• _Data_:
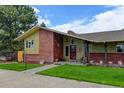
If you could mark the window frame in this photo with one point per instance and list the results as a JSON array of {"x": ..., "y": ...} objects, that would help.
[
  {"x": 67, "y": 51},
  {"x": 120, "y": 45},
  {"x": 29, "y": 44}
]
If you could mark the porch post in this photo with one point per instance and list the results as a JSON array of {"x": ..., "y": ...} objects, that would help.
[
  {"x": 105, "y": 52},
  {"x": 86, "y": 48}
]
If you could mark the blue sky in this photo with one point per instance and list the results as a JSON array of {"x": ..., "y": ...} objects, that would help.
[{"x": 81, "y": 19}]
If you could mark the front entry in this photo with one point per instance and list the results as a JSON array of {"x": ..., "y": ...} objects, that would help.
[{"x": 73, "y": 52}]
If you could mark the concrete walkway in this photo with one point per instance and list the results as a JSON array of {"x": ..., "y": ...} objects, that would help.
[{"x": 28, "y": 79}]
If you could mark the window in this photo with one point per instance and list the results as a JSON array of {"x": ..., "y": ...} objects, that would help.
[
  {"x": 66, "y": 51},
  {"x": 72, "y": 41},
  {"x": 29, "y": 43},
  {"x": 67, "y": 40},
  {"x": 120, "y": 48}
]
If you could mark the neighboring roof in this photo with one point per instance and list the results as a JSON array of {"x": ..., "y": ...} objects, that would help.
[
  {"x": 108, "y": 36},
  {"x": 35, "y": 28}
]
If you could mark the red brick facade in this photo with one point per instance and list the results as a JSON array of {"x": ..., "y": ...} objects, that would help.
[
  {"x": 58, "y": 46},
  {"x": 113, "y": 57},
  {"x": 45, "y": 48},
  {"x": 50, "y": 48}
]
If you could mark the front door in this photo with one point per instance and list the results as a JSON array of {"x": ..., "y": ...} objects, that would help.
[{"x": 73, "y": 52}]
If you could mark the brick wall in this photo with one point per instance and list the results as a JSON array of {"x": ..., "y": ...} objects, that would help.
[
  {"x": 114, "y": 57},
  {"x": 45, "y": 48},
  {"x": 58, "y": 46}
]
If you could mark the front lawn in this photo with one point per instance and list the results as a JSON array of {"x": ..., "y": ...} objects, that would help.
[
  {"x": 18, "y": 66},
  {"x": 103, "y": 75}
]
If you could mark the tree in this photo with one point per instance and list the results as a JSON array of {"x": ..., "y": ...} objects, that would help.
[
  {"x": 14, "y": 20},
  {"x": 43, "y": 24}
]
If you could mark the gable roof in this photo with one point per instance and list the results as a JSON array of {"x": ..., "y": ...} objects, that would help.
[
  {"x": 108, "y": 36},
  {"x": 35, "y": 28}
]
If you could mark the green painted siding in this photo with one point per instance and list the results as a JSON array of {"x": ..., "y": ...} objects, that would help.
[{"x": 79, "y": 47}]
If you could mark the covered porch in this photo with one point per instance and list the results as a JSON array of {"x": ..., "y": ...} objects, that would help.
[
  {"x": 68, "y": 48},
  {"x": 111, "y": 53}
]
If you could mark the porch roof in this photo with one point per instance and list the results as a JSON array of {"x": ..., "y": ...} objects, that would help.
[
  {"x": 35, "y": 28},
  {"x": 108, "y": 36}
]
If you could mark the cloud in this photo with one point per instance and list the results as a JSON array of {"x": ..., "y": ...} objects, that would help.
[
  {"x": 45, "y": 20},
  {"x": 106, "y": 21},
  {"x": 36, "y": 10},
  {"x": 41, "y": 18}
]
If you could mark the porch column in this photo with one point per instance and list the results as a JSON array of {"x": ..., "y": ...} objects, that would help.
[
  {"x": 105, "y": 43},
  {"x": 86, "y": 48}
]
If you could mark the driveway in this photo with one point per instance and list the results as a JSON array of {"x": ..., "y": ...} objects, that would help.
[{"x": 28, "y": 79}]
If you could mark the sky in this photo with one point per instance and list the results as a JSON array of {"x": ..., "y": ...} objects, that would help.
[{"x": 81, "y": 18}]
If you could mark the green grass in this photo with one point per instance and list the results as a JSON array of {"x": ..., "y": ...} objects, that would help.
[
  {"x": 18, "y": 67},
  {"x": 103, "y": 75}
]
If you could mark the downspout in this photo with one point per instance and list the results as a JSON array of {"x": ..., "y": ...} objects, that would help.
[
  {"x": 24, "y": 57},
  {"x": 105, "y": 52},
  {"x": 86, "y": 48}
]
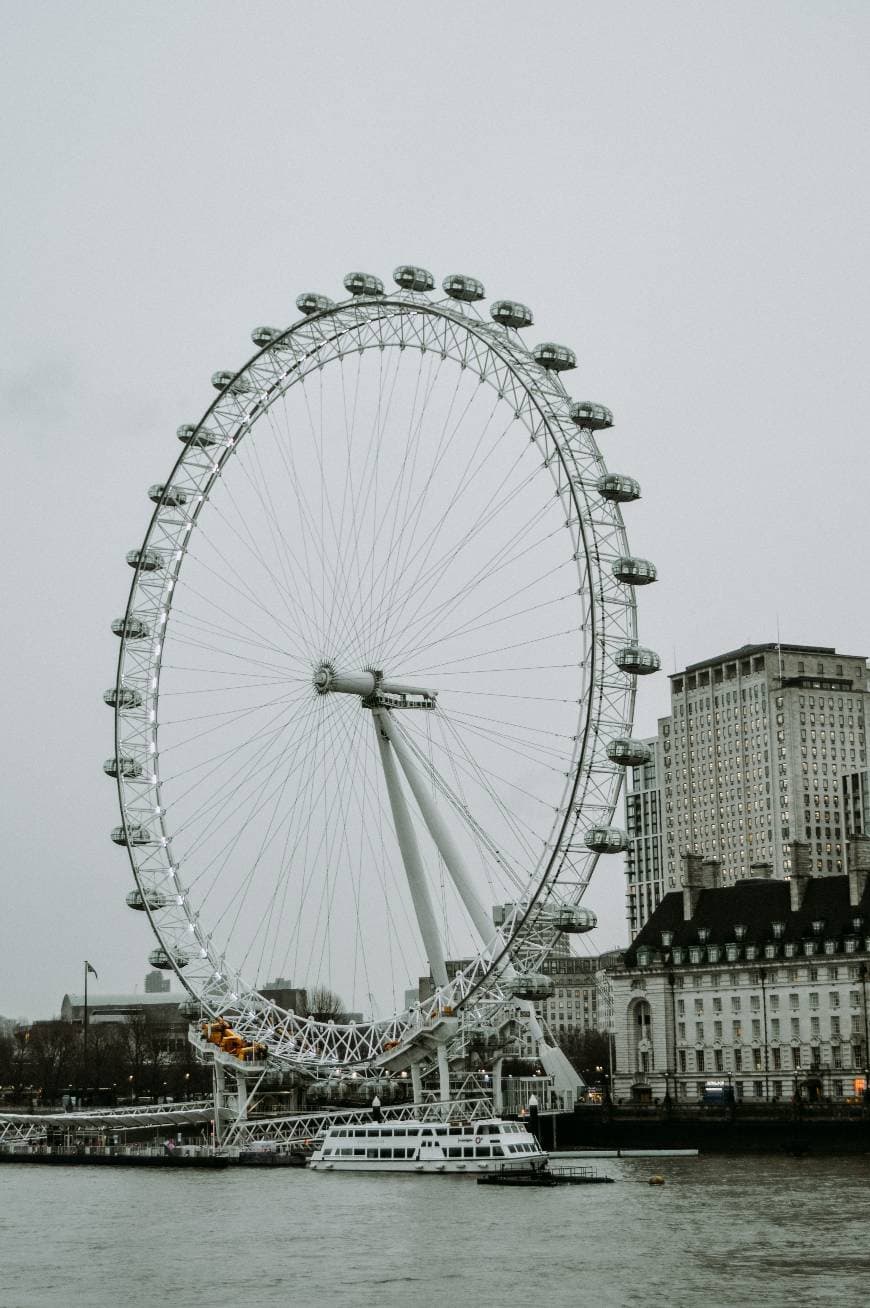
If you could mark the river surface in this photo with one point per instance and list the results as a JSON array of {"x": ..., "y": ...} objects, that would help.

• _To do_: Copy verbatim everything in the listing from the line containing "If you could mark the green grass" down through the end of the listing, with both ends included. Omit the pictures from your copy.

• _Answer for the task_:
If you could mark the green grass in this photo with one point per instance and list the results as a JSON array of {"x": ..., "y": ...} objects, that would help.
[
  {"x": 18, "y": 67},
  {"x": 103, "y": 75}
]
If you could mark the downspout in this photo with one point per instance and list the results as a JSON array of {"x": ..., "y": ...} objects, that would help.
[
  {"x": 24, "y": 57},
  {"x": 105, "y": 52},
  {"x": 86, "y": 48}
]
If you could mark the river surface in this photo with one point per instance and list the results as a JSON array of {"x": ..., "y": ...} objects, that would help.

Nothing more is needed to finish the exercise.